#### What this task involves
Each entry below is to be transcribed exactly.

#### Record list
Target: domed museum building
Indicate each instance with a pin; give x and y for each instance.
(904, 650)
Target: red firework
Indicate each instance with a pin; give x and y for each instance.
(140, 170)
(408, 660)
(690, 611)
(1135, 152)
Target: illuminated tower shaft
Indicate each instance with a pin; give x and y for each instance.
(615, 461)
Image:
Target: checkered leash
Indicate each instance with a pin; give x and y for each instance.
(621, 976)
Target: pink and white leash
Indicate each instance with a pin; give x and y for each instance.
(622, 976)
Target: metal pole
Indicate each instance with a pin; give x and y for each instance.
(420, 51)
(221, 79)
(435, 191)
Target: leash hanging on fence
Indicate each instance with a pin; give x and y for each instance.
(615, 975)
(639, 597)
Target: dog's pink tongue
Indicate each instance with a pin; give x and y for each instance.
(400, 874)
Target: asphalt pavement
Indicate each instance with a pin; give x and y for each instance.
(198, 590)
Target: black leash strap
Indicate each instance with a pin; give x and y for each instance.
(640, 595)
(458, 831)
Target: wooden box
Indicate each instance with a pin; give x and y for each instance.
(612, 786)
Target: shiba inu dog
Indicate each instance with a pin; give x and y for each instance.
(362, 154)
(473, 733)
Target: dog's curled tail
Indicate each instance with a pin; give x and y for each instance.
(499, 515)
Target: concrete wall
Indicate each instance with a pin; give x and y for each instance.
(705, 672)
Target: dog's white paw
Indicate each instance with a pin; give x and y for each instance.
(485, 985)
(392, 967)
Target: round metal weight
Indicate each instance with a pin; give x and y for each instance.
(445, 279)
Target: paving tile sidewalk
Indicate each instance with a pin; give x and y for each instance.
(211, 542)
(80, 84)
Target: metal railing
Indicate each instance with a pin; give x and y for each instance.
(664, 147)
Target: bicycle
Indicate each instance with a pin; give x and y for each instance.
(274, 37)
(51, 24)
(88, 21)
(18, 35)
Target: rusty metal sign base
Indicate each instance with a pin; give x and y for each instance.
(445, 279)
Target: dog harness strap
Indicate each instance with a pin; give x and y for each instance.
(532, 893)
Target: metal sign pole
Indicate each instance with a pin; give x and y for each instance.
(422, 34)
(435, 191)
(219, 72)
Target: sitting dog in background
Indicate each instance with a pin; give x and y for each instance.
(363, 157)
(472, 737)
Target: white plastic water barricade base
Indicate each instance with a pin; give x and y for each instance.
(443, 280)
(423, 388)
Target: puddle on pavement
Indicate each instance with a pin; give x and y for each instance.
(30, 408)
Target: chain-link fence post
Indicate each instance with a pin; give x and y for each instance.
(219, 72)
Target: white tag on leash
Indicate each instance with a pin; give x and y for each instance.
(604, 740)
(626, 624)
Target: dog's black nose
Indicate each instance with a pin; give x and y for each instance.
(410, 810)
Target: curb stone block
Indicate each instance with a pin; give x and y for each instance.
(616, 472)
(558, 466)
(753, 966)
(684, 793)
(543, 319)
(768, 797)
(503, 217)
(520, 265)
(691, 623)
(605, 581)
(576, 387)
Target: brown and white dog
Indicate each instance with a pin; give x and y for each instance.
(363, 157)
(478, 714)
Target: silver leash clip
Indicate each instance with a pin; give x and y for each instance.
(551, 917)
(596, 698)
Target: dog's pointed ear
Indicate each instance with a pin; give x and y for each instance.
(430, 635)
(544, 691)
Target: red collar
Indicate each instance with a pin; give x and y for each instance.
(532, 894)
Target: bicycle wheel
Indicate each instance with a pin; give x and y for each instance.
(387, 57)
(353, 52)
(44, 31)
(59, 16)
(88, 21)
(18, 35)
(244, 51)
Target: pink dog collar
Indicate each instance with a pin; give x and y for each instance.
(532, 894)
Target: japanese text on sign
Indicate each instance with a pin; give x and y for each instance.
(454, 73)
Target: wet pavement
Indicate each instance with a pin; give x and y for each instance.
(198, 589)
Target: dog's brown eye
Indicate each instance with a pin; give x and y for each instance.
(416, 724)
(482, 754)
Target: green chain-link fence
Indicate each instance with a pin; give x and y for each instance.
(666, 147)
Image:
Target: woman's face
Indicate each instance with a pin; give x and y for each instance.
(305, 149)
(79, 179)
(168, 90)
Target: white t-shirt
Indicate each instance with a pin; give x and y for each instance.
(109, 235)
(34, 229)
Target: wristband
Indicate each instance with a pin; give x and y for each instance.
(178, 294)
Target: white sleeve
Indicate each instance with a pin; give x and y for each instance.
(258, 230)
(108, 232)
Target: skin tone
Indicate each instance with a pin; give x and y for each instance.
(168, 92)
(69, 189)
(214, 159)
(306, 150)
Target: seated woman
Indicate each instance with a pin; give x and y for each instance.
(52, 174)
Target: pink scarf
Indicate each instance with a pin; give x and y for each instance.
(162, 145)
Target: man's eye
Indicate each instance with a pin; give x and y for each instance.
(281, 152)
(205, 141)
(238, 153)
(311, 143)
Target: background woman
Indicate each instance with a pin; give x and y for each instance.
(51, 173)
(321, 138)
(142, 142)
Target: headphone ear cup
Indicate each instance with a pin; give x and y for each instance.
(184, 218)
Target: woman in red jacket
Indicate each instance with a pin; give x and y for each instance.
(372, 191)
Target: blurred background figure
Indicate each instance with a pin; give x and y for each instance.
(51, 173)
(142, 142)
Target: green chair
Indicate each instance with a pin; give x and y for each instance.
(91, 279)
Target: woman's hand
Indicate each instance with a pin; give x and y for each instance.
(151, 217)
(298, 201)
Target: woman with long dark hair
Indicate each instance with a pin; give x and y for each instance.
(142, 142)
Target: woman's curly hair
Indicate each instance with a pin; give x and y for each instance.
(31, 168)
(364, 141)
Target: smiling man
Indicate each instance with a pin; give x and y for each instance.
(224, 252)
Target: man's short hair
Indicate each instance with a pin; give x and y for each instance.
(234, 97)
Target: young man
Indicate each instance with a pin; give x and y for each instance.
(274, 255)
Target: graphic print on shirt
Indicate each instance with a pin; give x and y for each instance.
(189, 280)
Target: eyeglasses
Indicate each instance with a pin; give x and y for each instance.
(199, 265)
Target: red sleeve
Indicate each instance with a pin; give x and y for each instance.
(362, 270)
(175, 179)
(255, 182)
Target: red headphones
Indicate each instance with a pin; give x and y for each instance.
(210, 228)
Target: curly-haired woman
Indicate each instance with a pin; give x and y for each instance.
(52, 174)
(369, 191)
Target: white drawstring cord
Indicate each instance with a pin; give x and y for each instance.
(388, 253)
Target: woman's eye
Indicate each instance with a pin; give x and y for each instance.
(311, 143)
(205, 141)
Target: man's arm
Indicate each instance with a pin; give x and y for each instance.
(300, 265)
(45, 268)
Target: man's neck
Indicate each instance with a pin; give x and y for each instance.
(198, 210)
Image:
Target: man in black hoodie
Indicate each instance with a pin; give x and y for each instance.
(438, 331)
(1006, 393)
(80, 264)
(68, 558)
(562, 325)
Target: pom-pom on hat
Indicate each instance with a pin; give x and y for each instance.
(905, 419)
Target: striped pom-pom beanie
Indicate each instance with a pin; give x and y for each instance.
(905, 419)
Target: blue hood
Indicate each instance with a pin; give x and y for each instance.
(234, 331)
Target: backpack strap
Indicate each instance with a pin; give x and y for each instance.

#### Result of this exercise
Target: domed museum building
Indicate each instance with a pin; give x and y for each instance.
(904, 650)
Target: red firework
Indicate each instance with a pin; give x and y for each instance.
(140, 170)
(408, 660)
(690, 611)
(1135, 152)
Target: illuminated tower shaft
Indicate each instance with a pin; give x and y for each instance.
(615, 461)
Image:
Target: checkered leash
Indicate each instance with a pin; give x and y for each instance.
(621, 976)
Target: pink and white leash
Indicate each instance with a pin; give x and y for each instance.
(622, 976)
Target: metal pole
Indicate each instance with a pin; give x and y for each instance.
(420, 51)
(221, 79)
(435, 191)
Target: leash hanging on fence
Indicate each instance with a pin; give x and y for each instance.
(615, 975)
(639, 597)
Target: dog's pink tongue
Indicate each instance with a pin; give x and y for each instance.
(400, 874)
Target: asphalt pavement
Indicate each instance with a pin; give x and y for each instance.
(198, 590)
Target: black leash strap
Indicate each instance with a pin; give x and y for each instance.
(640, 595)
(458, 831)
Target: wooden box
Indicate each instance with a pin; give x and y for each instance.
(612, 786)
Target: shiba inu dog
Indicate each instance with a pin; give x and y for each instance.
(362, 154)
(473, 733)
Target: dog's curled tail
Indicate each instance with a pin; give x and y for each instance.
(499, 515)
Target: concrete wall
Indicate each instance with a pin; give x and y for each instance.
(705, 672)
Target: dog's white paw
Indicate each instance with a pin; give x and y for each instance.
(485, 985)
(392, 967)
Target: round metal weight
Indicate each instance with a pin; give x and y for each instance.
(445, 279)
Target: paving tile sidewalk
Indicate each instance with a pin; give x and y for each instance.
(211, 542)
(80, 84)
Target: metal railing
Indicate each instance with a pin; give x and y for each instance.
(664, 147)
Target: bicycle
Indicate each instance with a pin; give x and y for each instance.
(274, 37)
(51, 24)
(88, 21)
(18, 35)
Target: rusty metal sign base
Indicate each instance with a pin; give x and y for each instance.
(445, 279)
Target: dog harness strap
Indicate each instance with a pin; give x and y for each instance.
(532, 893)
Target: metal sign pole
Indicate each instance with a pin; give x and y for each instance.
(422, 34)
(435, 191)
(219, 72)
Target: sitting dog in background
Indicate each instance with a pin; give x and y for each instance.
(363, 157)
(472, 737)
Target: white plastic water barricade base
Indicate each instance with a pin; give x and y for each instance.
(443, 280)
(423, 388)
Target: puddle on pavement
Indicate each instance with a pin; give x and y for each instance.
(30, 408)
Target: chain-link fence post
Indicate each instance with a pin; give x and y for each instance.
(219, 72)
Target: white tag on leash
Indicate each instance with a pin; give x and y for each instance.
(604, 740)
(626, 624)
Target: dog's black nose
Indicate each instance with a pin; give x and y for each instance.
(410, 810)
Target: curb stone block
Indicate each instance with a pin; give x and y for each instance.
(616, 472)
(558, 466)
(753, 966)
(684, 793)
(543, 319)
(768, 797)
(503, 217)
(520, 265)
(691, 623)
(605, 581)
(576, 387)
Target: brown and white dog
Indicate each instance with a pin; give x and y for each instance.
(363, 157)
(478, 714)
Target: silver leash clip
Indicate each instance with a pin; give x and y for each instance.
(551, 917)
(596, 698)
Target: dog's pointed ear
Indicate each instance with a pin; give x and y for each instance.
(430, 635)
(544, 691)
Target: red collar
Indicate each instance with a pin; give x and y for each instance.
(532, 894)
Target: bicycle wheel
Indicate each instance with a pin; give x and y for each instance.
(387, 57)
(353, 52)
(44, 31)
(59, 16)
(88, 21)
(18, 35)
(244, 51)
Target: pink dog collar
Indicate each instance with a pin; give x and y for each instance.
(532, 894)
Target: japanese text on sign
Indicate each instance with a pin; give x and y for each instance.
(454, 73)
Target: wet pavement
Indicate each instance with a pin; give x and y for each instance.
(198, 589)
Target: dog's brown eye
Indicate each instance with a pin; give x and y for each instance.
(416, 724)
(482, 754)
Target: green chain-link fence
Indicate each instance with a pin; give x and y for each instance.
(666, 147)
Image:
Target: woman's face
Indicate each instance with a pin; give x and y for each instance.
(305, 149)
(79, 179)
(168, 90)
Target: white t-shirt
Indicate each instance with a pin; give x and y for each instance.
(109, 235)
(34, 229)
Target: wristband
Indicate each instance with a pin; give x and y for each instance.
(178, 294)
Target: white sleeve
Indicate each instance with a pin; give x and y for each instance.
(258, 230)
(108, 232)
Target: skin tone
Indicate each instance with a pin; give x and y for each instance.
(168, 92)
(69, 189)
(214, 159)
(306, 150)
Target: seated woman
Indicate each instance with a pin; give x and y for each instance.
(52, 174)
Target: pink scarf
Indicate each instance with a pin; give x and y for each instance.
(162, 145)
Target: man's eye
Indicate each instance with a pin; give x and y for each instance.
(281, 152)
(205, 141)
(238, 153)
(311, 143)
Target: background woman
Indicate each instance with a pin; give x and y for each instance.
(51, 173)
(321, 138)
(142, 142)
Target: headphone ear cup
Indicate each instance with a pin; give x and y for each instance.
(184, 218)
Target: woman in red jacket
Indicate each instance with a pin; give x and y for each instance.
(372, 191)
Target: blurred background figure
Indicate each instance with a pin; give x and y for each instance.
(51, 173)
(142, 142)
Target: green chair
Indicate each instance with a pin; give x and y for each instance.
(91, 279)
Target: woman's hand
Indicate each instance with a pin; give x and y for each instance.
(151, 217)
(298, 201)
Target: woman with long dark hair
Indicate each instance with a pin; give x and y for each instance.
(142, 142)
Target: woman's curly hair
Indicate each instance with a pin; give x and y for each instance.
(31, 168)
(364, 141)
Target: smiling man
Indicate each instance with a pin; give x and y for each instance.
(224, 252)
Target: man's short hair
Indicate each instance with a pin; give x and y for each instance.
(234, 97)
Target: young man
Indicate each instance with a pin; give x and y for each instance.
(274, 255)
Target: graphic print on shirt
Indicate each instance with a pin; give x and y for each instance.
(189, 280)
Target: eyeglasses
Indicate each instance with a pin; give x and y for each instance.
(199, 265)
Target: red sleeve
Indicate each instance with a pin; give x and y for each instance.
(362, 270)
(175, 179)
(255, 182)
Target: red headphones
Indicate each instance with a pin; give x and y for each instance.
(210, 228)
Target: curly-haired woman
Indicate each instance with a pin; give x and y for each instance.
(52, 174)
(369, 191)
Target: white drawstring cord
Indicate each instance with a pin; give x and y for each instance.
(388, 253)
Target: woman's eye
Indicate each instance with a pin; give x and y for each instance.
(311, 143)
(205, 141)
Target: man's arm
Indicate each instance with a pin; give x and y for each instance.
(300, 265)
(45, 268)
Target: man's neck
Indicate each instance with a pin; give x and y for each instance.
(198, 210)
Image:
Target: man in black hoodie
Indicate each instance with a pin; give x and y for each instance.
(438, 331)
(1006, 393)
(80, 264)
(68, 558)
(562, 325)
Target: pom-pom on hat
Indicate each instance with a pin; give x and y for each instance.
(905, 419)
Target: striped pom-pom beanie
Indicate each instance with a pin; give x and y for each instance.
(905, 419)
Target: blue hood
Indicate each instance with a pin; give x and y for each instance.
(234, 331)
Target: backpack strap
Indicate each instance with a pin; give x and y for each instance.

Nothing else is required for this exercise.